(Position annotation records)
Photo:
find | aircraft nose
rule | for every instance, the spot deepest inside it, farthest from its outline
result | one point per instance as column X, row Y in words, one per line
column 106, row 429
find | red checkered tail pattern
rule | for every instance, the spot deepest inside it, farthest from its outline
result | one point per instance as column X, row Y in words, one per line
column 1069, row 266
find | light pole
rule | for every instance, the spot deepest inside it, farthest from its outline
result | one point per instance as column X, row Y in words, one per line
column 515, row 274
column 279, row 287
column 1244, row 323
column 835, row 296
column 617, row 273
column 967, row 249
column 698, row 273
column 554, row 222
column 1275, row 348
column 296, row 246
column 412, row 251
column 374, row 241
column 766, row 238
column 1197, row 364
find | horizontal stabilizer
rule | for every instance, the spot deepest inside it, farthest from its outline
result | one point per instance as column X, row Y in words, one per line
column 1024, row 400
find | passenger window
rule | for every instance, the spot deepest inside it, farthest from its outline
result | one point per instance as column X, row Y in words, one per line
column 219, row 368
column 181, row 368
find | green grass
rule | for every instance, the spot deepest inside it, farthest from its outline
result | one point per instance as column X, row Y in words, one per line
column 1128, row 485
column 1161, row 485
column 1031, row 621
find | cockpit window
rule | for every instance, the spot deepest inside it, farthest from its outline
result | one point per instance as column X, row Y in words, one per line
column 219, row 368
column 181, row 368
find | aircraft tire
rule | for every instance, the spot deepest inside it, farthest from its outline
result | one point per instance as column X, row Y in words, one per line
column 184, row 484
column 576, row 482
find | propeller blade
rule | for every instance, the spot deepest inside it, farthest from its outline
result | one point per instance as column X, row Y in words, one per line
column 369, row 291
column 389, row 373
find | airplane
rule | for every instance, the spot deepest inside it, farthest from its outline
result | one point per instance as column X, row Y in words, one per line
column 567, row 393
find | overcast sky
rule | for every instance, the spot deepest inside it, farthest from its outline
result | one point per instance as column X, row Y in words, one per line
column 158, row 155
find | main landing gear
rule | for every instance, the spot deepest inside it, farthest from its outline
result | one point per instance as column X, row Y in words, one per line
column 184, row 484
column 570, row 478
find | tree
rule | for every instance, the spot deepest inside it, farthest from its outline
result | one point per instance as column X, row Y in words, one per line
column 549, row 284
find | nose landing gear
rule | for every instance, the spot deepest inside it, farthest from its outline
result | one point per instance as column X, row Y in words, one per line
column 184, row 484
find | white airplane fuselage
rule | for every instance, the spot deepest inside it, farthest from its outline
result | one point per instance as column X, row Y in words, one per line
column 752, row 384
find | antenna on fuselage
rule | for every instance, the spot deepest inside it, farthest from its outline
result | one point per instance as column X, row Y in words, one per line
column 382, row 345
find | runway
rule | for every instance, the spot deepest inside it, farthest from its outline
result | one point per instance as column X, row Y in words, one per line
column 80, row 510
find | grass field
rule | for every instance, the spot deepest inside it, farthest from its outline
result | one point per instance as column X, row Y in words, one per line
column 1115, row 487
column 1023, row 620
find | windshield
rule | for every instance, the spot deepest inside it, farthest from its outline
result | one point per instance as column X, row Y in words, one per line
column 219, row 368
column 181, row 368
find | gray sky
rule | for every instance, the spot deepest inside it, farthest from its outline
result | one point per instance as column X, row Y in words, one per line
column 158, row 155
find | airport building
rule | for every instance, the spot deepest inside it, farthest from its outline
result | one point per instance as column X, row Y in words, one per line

• _Problem to solve_
Swap "light pole" for "lamp post" throughout the lines above, and reproduce every line with nothing else changed.

• _Solution for this exercise_
Photo:
find | aircraft nose
rule | for every instance, the spot deepest inside it, farthest from its outline
result | one point per instance as column X, row Y in words, one per line
column 106, row 429
find | red checkered tail pattern
rule | for every instance, the spot deepest inside it, farthest from its outline
result | one point per instance as column X, row Y in words, one per line
column 1069, row 266
find | lamp post
rule | for every instance, the spot deepest inside it, farthest from its outline
result | one point per instance as column X, row Y in words, one per line
column 515, row 274
column 279, row 287
column 1244, row 323
column 835, row 296
column 617, row 273
column 967, row 249
column 698, row 273
column 554, row 222
column 1275, row 348
column 296, row 246
column 412, row 251
column 374, row 241
column 766, row 238
column 1197, row 364
find | horizontal stabilizer
rule | for every instance, the spot deepest inside it, farthest from its outline
result | one point per instance as column X, row Y in words, one per line
column 1024, row 400
find | passenger window
rule | for every instance, the spot deepest inside it, farthest from its outline
result | one point per instance as column X, row Y in words, one per line
column 219, row 368
column 181, row 368
find | green grass
rule | for every instance, the spot deepest inside it, farthest from its outline
result | one point per instance as column X, row Y in words, one per line
column 1128, row 485
column 1161, row 485
column 1031, row 621
find | cockpit window
rule | for every instance, the spot deepest inside it, farthest from its outline
result | one point per instance as column X, row Y in words, one per line
column 219, row 368
column 181, row 368
find | aircraft tire
rule | for every instance, the spot deepest inside it, farthest from its outline
result | one point per instance as column X, row Y in words, one per line
column 184, row 484
column 576, row 482
find | propeller blade
rule | for every instance, the spot deepest inside it, farthest from its outline
result | one point per instance as column X, row Y in words, one per line
column 369, row 291
column 389, row 373
find | airplane
rule | for every instance, the spot deepest inside it, farthest from its outline
result | one point per instance as column X, row Y in words, one per line
column 567, row 393
find | overcast sky
rule | for every instance, the spot deepest inside it, farthest from its outline
result | one point per instance as column X, row Y in words, one per line
column 158, row 155
find | main landing gear
rule | for every instance, the spot deepest inside it, farthest from its outline
result | one point per instance as column X, row Y in words, one per line
column 184, row 484
column 570, row 478
find | tree
rule | for every instance, the spot deepest inside it, farthest from its outline
result | one point per instance as column X, row Y in words, one per line
column 549, row 284
find | nose landing gear
rule | for every instance, the spot deepest inside it, farthest from its outline
result | one point per instance as column X, row Y in words, one per line
column 184, row 484
find | white airplane fuselage
rule | for every instance, the spot deepest inside it, farthest from its outline
result | one point per instance as column X, row Y in words, one per line
column 752, row 384
find | antenna on fuselage
rule | for every instance, the spot deepest inside it, farthest from its outline
result | one point per instance as column X, row Y in words, one per line
column 382, row 345
find | runway
rule | for every instance, the spot deepest inside it, farthest from its outline
result | one point per instance as column X, row Y in words, one per line
column 80, row 510
find | grass field
rule | for every instance, the spot deepest inside it, farthest from its outline
result | one point per instance as column X, row Y in words, one per line
column 1115, row 487
column 1023, row 620
find | windshield
rule | for every instance, the spot deepest inside it, farthest from its outline
result | one point per instance as column X, row Y in words, one per line
column 219, row 368
column 181, row 368
find | gray sky
rule | for every instance, the spot deepest inside it, farthest from its outline
result | one point per instance as column X, row Y in words, one per line
column 158, row 155
find | airport building
rule | for every instance, the spot deepest inside it, farthest from its outline
result | one point per instance as column X, row Y in words, one per line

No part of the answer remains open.